Problem requirements: Lay out the records from the line with "Find the wristwatch" to the line with "<point>329,52</point>" as a Markdown table with two columns, Row and Text. Number each line in order and leave out blank lines.

Records provided:
^^^^
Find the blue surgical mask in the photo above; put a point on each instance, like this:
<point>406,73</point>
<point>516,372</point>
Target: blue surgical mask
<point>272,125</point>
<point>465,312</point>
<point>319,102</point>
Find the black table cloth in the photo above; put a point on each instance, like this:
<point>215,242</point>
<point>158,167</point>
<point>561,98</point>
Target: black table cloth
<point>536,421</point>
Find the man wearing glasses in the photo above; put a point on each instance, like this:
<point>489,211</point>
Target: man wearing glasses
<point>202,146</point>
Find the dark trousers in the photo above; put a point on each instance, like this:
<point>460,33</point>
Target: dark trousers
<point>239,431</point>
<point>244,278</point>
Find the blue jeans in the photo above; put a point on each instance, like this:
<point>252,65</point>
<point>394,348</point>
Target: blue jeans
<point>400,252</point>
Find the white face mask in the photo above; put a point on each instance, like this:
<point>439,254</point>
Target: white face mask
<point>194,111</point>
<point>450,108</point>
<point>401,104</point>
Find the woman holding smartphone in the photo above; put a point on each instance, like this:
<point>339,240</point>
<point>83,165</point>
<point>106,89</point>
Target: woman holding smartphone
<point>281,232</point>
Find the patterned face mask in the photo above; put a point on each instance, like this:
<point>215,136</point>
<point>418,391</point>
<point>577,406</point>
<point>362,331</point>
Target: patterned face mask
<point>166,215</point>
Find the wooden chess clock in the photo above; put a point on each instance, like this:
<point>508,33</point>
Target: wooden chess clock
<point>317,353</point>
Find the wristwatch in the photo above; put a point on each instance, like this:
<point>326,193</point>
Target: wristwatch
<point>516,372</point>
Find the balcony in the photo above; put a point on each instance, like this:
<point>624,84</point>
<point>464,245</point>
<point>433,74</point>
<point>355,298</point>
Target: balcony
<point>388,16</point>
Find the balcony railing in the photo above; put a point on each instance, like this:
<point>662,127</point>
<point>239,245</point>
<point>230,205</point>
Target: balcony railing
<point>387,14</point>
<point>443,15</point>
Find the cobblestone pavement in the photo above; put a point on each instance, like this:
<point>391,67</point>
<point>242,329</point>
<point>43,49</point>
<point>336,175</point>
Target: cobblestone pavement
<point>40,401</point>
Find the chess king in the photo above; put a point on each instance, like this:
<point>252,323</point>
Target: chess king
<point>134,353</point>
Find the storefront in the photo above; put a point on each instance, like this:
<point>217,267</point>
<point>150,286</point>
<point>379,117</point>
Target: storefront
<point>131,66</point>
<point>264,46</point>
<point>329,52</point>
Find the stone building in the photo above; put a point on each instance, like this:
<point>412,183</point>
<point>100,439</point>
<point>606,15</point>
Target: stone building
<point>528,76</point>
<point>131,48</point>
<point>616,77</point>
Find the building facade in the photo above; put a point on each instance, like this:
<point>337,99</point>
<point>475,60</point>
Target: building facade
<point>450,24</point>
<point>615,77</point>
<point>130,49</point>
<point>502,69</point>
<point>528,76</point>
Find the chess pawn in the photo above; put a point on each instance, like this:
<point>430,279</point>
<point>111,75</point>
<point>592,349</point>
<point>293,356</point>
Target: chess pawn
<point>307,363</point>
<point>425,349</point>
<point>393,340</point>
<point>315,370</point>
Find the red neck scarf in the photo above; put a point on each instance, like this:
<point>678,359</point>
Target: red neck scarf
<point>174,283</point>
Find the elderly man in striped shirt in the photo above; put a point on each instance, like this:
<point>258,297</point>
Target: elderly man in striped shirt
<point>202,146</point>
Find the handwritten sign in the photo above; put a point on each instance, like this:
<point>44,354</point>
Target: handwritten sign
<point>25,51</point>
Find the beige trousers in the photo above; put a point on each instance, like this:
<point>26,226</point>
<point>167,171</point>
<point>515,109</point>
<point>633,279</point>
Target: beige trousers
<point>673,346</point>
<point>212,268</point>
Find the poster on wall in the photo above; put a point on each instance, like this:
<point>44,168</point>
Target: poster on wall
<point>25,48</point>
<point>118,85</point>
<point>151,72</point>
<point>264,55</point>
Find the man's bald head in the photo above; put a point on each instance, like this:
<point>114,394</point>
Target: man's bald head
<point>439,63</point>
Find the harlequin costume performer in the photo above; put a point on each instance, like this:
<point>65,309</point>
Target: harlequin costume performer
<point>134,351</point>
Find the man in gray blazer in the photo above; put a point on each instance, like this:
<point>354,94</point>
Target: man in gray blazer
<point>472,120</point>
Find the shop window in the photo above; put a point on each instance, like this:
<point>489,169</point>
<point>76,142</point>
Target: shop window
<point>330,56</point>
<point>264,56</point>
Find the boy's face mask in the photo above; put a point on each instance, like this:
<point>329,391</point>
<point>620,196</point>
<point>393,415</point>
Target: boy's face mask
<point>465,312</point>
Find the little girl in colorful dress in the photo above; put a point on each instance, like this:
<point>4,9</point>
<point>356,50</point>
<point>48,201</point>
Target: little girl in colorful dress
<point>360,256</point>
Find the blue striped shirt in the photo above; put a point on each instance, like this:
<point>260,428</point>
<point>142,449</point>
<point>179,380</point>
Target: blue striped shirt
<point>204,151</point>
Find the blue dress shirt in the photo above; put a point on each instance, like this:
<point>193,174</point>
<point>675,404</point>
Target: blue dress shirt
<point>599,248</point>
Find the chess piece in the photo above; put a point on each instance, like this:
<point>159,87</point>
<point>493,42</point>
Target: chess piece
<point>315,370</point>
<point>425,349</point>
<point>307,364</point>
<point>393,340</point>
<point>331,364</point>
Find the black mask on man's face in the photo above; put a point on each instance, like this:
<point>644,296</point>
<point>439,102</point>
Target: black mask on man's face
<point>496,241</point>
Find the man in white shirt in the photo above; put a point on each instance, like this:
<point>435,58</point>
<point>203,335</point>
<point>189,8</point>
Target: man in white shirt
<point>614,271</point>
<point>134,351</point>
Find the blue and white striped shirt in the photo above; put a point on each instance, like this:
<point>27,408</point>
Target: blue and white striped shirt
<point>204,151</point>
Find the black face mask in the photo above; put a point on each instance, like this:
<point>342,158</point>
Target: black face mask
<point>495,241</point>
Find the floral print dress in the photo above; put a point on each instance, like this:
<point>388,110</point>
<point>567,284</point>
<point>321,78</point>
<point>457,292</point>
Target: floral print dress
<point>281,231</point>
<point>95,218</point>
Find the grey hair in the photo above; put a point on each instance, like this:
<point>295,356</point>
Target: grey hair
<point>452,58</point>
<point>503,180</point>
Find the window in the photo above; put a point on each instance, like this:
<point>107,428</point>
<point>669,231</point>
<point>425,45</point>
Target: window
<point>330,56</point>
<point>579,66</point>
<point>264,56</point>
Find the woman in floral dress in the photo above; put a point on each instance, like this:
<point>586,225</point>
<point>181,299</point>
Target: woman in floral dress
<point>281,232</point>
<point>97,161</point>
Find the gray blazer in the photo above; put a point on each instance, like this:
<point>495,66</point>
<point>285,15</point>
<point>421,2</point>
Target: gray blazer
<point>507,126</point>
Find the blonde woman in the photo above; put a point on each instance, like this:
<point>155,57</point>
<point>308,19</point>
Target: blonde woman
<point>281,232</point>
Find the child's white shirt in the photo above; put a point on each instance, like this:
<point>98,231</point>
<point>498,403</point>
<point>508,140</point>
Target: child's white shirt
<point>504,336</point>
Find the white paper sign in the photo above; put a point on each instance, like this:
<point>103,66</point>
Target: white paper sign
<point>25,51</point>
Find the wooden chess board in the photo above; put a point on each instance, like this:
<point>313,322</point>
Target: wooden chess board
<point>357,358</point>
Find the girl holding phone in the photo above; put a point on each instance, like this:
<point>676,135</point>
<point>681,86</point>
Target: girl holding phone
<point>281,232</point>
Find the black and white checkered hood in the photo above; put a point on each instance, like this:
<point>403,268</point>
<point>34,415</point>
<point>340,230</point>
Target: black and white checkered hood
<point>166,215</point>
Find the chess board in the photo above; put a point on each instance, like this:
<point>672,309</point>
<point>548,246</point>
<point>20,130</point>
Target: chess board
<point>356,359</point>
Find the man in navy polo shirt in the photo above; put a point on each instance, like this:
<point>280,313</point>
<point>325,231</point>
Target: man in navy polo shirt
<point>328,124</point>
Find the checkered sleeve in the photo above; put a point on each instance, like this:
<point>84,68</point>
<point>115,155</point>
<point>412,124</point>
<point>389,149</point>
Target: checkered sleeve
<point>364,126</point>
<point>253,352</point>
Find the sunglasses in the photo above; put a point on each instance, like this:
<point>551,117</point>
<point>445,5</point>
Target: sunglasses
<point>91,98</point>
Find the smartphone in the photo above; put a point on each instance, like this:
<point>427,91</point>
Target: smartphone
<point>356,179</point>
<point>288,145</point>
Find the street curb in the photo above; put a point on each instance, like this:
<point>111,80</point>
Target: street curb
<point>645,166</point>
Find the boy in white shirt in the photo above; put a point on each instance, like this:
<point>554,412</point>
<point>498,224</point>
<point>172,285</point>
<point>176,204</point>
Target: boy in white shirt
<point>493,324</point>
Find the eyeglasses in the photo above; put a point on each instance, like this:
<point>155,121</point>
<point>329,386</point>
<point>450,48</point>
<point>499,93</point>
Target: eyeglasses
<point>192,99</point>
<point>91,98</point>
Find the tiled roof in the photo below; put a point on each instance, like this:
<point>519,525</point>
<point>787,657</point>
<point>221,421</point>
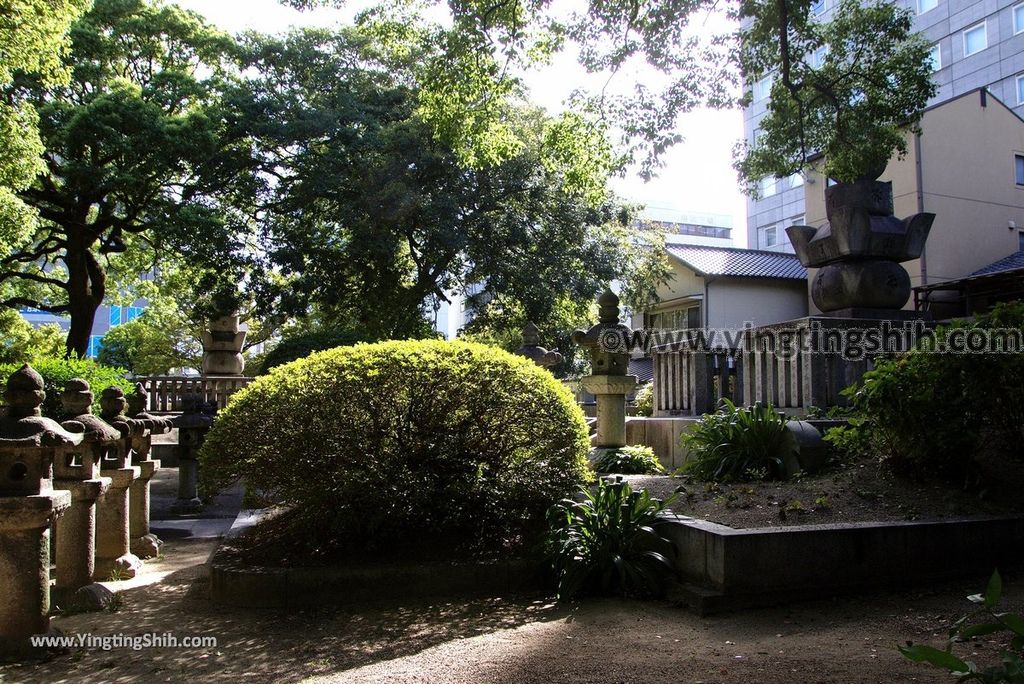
^^^^
Solution to this task:
| Row | Text |
|---|---|
| 1 | Find the wristwatch in the photo above; put a point on each instance, like this: |
| 2 | <point>326,193</point> |
| 3 | Target: wristwatch |
| 4 | <point>516,372</point> |
| 5 | Find the balcony in the photo above; put a point on each instance, like this: |
| 6 | <point>624,84</point> |
| 7 | <point>464,245</point> |
| 8 | <point>433,74</point> |
| 9 | <point>355,298</point> |
| 10 | Target: balcony |
| 11 | <point>388,16</point> |
| 12 | Find the balcony railing in the photo above; put a point on each instance, like this: |
| 13 | <point>662,127</point> |
| 14 | <point>239,245</point> |
| 15 | <point>230,205</point> |
| 16 | Target: balcony railing |
| 17 | <point>387,14</point> |
| 18 | <point>443,15</point> |
| 19 | Find the cobblestone pavement in the photo above; put a point on each instance, like this: |
| 20 | <point>391,67</point> |
| 21 | <point>242,329</point> |
| 22 | <point>43,49</point> |
| 23 | <point>336,175</point> |
| 24 | Target: cobblestone pavement |
| 25 | <point>40,401</point> |
| 26 | Find the chess king in the photo above; put a point on each instance, like this: |
| 27 | <point>252,323</point> |
| 28 | Target: chess king |
| 29 | <point>134,353</point> |
| 30 | Find the storefront in the photo above; put a point on each instance, like this: |
| 31 | <point>217,267</point> |
| 32 | <point>150,286</point> |
| 33 | <point>379,117</point> |
| 34 | Target: storefront |
| 35 | <point>131,66</point> |
| 36 | <point>264,46</point> |
| 37 | <point>329,52</point> |